▸ **About this task**: All of the data below should be repeated exactly. Pictures should not be included.

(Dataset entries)
################

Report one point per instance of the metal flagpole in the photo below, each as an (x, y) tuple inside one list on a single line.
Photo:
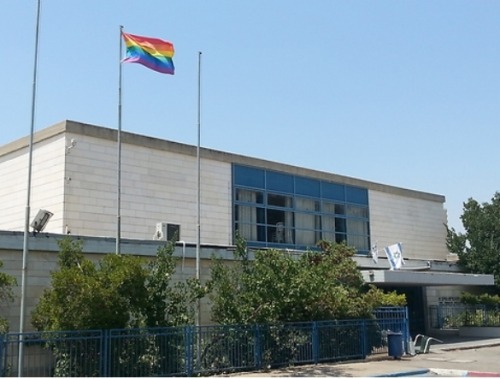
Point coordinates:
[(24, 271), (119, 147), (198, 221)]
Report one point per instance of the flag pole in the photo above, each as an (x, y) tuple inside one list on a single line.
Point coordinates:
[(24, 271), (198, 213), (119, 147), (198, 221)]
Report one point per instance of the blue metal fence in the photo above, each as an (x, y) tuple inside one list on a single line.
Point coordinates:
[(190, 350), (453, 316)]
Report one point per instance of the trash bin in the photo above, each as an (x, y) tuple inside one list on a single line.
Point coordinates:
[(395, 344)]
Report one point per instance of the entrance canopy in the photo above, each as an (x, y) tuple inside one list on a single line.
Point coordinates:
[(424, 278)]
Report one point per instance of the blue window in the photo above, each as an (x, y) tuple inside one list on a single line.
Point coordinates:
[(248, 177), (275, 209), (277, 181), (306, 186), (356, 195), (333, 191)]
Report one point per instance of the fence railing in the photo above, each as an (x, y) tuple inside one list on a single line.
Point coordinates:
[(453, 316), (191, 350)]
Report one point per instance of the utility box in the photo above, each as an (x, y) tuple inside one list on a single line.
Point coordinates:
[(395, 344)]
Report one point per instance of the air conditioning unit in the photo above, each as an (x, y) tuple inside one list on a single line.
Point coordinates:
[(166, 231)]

################

▸ **Task answer**:
Report one point per instance of the metal flagpole in the photo below, each as an (x, y) tuple inside one list on a single line.
Photo:
Point coordinates:
[(24, 271), (119, 147), (198, 221)]
Report one point per instance of the flag pole in the photo above, each as an (x, y) tuple inside one list on a single line.
Point coordinates:
[(24, 271), (198, 213), (119, 147), (198, 221)]
Report one point per instance of the blue metal fence in the photo above, each as an (x, y) tuple inside one list on a single line.
Point coordinates:
[(190, 350), (453, 316)]
Report one point per instance of the trash bin in the photo above, each as an (x, y) tuple inside one list on a single line.
Point coordinates:
[(395, 344)]
Report one point per instance of the entrance canopy in the photo above, each as an (x, y) tuple inside one list on a single line.
Point coordinates:
[(424, 278)]
Report one point per instance of the blue window in the photo above, each as an (x, y) tuple inside one list on a single line.
Point coordinates:
[(248, 177), (275, 209), (277, 181), (306, 186), (356, 195), (333, 191)]
Report one point per instance of the fence railing in the photo above, each as an (x, y) tuple inside one list on a single line.
Point coordinates:
[(453, 316), (191, 350)]
Report one point per instance of the utility box in the photo above, each as an (x, y) tuple inside one list on a single line.
Point coordinates:
[(395, 344)]
Report one point per instance of the air conditioning unit in the photo above, each as an (x, y) tuple inside one list on a single line.
Point coordinates:
[(166, 231)]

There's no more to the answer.